Exercise directions: Your task is to reproduce the material exactly.

"""

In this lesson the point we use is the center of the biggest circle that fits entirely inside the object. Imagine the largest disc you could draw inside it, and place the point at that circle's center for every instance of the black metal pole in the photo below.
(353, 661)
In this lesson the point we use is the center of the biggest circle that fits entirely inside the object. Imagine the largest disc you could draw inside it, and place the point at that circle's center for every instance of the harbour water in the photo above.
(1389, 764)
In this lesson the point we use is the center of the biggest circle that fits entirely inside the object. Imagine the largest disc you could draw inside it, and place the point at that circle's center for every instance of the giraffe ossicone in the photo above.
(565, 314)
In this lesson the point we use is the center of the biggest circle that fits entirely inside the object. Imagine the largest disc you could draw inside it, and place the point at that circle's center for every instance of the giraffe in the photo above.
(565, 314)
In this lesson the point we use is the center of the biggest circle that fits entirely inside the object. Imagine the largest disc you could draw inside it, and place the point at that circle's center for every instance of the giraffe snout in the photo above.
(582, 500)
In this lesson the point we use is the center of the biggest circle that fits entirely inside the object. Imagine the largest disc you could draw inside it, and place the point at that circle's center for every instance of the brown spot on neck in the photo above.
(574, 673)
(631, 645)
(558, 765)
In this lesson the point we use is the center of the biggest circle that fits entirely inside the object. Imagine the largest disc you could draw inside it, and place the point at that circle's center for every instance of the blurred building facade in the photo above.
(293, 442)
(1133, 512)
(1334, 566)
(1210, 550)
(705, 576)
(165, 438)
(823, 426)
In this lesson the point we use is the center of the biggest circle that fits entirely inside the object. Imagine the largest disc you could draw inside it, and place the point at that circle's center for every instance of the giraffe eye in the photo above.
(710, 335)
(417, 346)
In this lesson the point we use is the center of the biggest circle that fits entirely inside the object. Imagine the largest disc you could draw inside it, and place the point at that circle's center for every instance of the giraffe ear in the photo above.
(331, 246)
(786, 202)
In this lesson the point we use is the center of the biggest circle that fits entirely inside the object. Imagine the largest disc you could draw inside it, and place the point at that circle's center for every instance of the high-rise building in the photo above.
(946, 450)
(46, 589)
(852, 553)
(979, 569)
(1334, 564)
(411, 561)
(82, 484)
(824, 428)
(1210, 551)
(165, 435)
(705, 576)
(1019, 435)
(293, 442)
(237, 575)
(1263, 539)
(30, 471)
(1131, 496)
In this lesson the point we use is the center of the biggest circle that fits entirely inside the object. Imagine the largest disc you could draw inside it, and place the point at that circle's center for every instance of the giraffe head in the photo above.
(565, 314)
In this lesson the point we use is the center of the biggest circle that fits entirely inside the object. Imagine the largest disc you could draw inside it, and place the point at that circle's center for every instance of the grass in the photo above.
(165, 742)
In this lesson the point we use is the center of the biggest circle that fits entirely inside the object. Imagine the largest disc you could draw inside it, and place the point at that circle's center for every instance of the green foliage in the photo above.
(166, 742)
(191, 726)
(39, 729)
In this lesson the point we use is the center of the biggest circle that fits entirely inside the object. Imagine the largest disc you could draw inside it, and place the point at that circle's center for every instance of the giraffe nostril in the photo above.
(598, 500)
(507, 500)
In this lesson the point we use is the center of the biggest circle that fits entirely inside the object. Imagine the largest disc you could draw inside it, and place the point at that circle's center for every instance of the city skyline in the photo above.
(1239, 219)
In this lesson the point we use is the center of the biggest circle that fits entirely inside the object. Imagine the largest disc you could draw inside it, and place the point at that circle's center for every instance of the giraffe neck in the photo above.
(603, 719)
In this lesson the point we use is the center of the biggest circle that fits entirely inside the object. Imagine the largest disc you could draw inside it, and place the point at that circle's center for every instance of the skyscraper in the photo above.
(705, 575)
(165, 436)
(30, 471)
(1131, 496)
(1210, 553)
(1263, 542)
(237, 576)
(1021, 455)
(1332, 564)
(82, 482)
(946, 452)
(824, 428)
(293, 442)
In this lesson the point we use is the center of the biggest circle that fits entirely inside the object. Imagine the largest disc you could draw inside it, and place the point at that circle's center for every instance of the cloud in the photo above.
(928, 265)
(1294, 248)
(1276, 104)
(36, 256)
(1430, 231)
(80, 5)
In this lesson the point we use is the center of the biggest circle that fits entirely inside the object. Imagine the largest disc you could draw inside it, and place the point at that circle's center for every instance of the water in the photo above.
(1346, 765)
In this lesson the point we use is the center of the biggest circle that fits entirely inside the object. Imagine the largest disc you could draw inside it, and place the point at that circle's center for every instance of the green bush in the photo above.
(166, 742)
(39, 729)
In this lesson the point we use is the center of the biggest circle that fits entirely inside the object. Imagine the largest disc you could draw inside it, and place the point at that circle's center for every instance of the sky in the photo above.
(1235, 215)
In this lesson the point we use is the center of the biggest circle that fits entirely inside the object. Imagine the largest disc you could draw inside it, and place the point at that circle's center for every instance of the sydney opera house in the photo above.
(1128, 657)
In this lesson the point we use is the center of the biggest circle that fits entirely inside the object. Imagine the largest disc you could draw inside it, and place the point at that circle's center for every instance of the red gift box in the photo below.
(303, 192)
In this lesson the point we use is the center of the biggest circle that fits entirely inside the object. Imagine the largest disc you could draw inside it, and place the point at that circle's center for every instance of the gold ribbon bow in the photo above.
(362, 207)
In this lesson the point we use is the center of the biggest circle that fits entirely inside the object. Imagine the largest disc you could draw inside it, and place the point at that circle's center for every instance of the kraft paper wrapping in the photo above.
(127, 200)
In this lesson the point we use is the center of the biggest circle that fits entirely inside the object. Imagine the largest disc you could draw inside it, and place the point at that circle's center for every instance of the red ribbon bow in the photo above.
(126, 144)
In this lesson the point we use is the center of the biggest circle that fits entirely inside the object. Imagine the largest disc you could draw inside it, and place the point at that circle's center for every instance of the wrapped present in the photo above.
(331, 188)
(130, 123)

"""

Full answer:
In this lesson the point we use is the center of the biggest circle that fits entirely inside the object. Imagine the largest disc you could draw inside it, and place the point at that circle's center for every instance of the black metal pole in the photo below.
(353, 661)
In this lesson the point we use is the center of the biggest circle that fits entirely inside the object. Imagine the largest disc you could draw inside it, and place the point at that circle's center for every instance of the harbour water in the photo above.
(1389, 764)
In this lesson the point we use is the center of the biggest circle that fits entirely inside the object. Imagine the largest disc you could draw inside it, and place the point at that circle's center for every instance of the giraffe ossicone in the photo above.
(565, 314)
In this lesson the point we use is the center of the biggest circle that fits entirely inside the object. Imagine the largest disc you could draw inside it, and place the point at that circle's center for every instance of the giraffe in the photo above.
(565, 314)
In this lesson the point we use is the center of the biggest circle that fits entirely inside the object. Imagine the largest disc you could draw inside it, and place the point at that circle's center for every instance of the giraffe snout in the photo above.
(582, 500)
In this lesson the point we use is the center of the biggest circle that fits entirely inside the object. Imagine the largest disc you could draw inside it, and place the point at that circle's center for every instance of the brown spot on neck in the photo above.
(574, 673)
(631, 645)
(558, 765)
In this lesson the point we use is the center of the biggest circle that fits entirely inside the object. Imagine the largest disc you could draw inside it, and place the point at that circle's center for every instance of the blurred building facade in the photo above.
(293, 442)
(1133, 512)
(1334, 566)
(1210, 550)
(705, 576)
(165, 438)
(823, 426)
In this lesson the point we use is the center of the biggest circle that fits entirely inside the object. Imagine the largest disc you could draw inside it, and place the point at that circle's center for every instance of the giraffe eye in the photo above.
(710, 335)
(417, 346)
In this lesson the point we use is the center of the biggest circle that fits entirely inside the object. Imagine the largest disc you could draw inside it, and place the point at that circle's center for every instance of the giraffe ear in the photo above.
(331, 246)
(786, 202)
In this lesson the point we use is the center of the biggest circle that fits entirely inside the object. Imagine the largest disc you could draw inside it, and place the point at that circle's center for every instance of the high-rise building in the photo above.
(946, 450)
(46, 589)
(852, 553)
(979, 569)
(1334, 564)
(411, 561)
(82, 484)
(824, 428)
(1210, 551)
(165, 435)
(705, 576)
(1019, 435)
(293, 442)
(237, 575)
(1263, 539)
(30, 471)
(1131, 496)
In this lesson the point we use is the center of the biggest circle that fits entirely inside the object. Imagine the largest disc you could draw inside it, and place the point at that circle's center for every instance of the giraffe head in the photo above.
(565, 314)
In this lesson the point we use is the center of the biggest circle that fits entirely inside the object. Imagine the largest disc you could draw inside it, and place the point at that circle's center for every instance of the grass in the photo above.
(165, 742)
In this lesson the point we use is the center of the biggest circle that fits entirely inside the object. Imagine the largest disc you could draw inside it, and place the point at that circle's center for every instance of the green foliage in the photo above.
(166, 742)
(191, 726)
(39, 729)
In this lesson the point we use is the center of the biggest circle that fits entirely inside the object. Imagine the largest disc you could draw inside it, and place the point at that circle's center for every instance of the giraffe nostril in the photo above.
(598, 500)
(507, 500)
In this lesson the point we use is the center of the biggest circle that fits entirely inside the object. Imagine the largest disc you could draw inside it, and place the point at that circle's center for every instance of the city skyline in the photo above.
(1239, 219)
In this lesson the point we use is the center of the biggest circle that fits entirely inside the object. Imagine the largest disc you could draw inside it, and place the point at that circle's center for every instance of the giraffe neck in the photo above.
(603, 719)
In this lesson the point we use is the center of the biggest circle that fits entirely inside the object. Imagine the largest disc you could draw inside it, and place the point at that circle's center for every instance of the skyscraper in the photo above.
(705, 575)
(165, 436)
(30, 471)
(1131, 496)
(1210, 553)
(1263, 542)
(237, 576)
(1021, 455)
(1332, 564)
(82, 482)
(946, 452)
(824, 428)
(293, 442)
In this lesson the point we use is the center of the biggest circle that fits entirely inside the object. Imagine the largest disc you could draw inside it, and place the point at that circle's center for every instance of the cloud in the photo above.
(928, 265)
(1294, 248)
(1276, 104)
(36, 256)
(1430, 231)
(80, 5)
In this lesson the point we use is the center of the biggest circle that fits entirely inside the object. Imagine the largest disc you could draw inside it, and place the point at that circle's center for every instance of the water in the photo above.
(1346, 765)
In this lesson the point we use is the center of the biggest circle that fits entirely inside the object. Imagine the largest disc you could draw inside it, and place the point at that circle's center for every instance of the green bush in the photo above.
(166, 742)
(39, 729)
In this lesson the point we use is the center of the biggest circle that fits entirely inside the object. Imagine the largest disc you could draw inside it, and place the point at that circle's center for every instance of the sky in the photo above.
(1235, 215)
In this lesson the point we use is the center of the biggest circle that fits entirely inside the object. Imagine the largest disc you could draw inside it, and place the point at that circle's center for every instance of the sydney opera house in the photo above.
(1128, 657)
In this lesson the point we use is the center of the biggest circle that fits entirely inside the object. Imagine the largest disc you could draw inside it, and place the point at that circle's center for every instance of the red gift box in the photo below.
(303, 192)
In this lesson the point we use is the center of the biggest circle that fits entirely inside the object. Imagine the largest disc you could draw inside it, and place the point at that circle's center for every instance of the gold ribbon bow in the photo above.
(362, 207)
In this lesson the point we use is the center of the biggest circle that fits entirely inside the object. Imagine the largest disc you could draw inside it, and place the point at that circle's center for every instance of the kraft paper wrapping in the photo above.
(127, 200)
In this lesson the point we use is the center of the biggest circle that fits entirely inside the object. Imagine the largest disc you could draw inside it, and place the point at that circle's center for every instance of the red ribbon bow in the photo above.
(126, 144)
In this lesson the point we use is the center of the biggest circle that fits entirely inside the object. Imagine the largest disc you could draw inside it, and place the point at that circle's center for every instance of the wrapped present in the photo above.
(331, 188)
(130, 123)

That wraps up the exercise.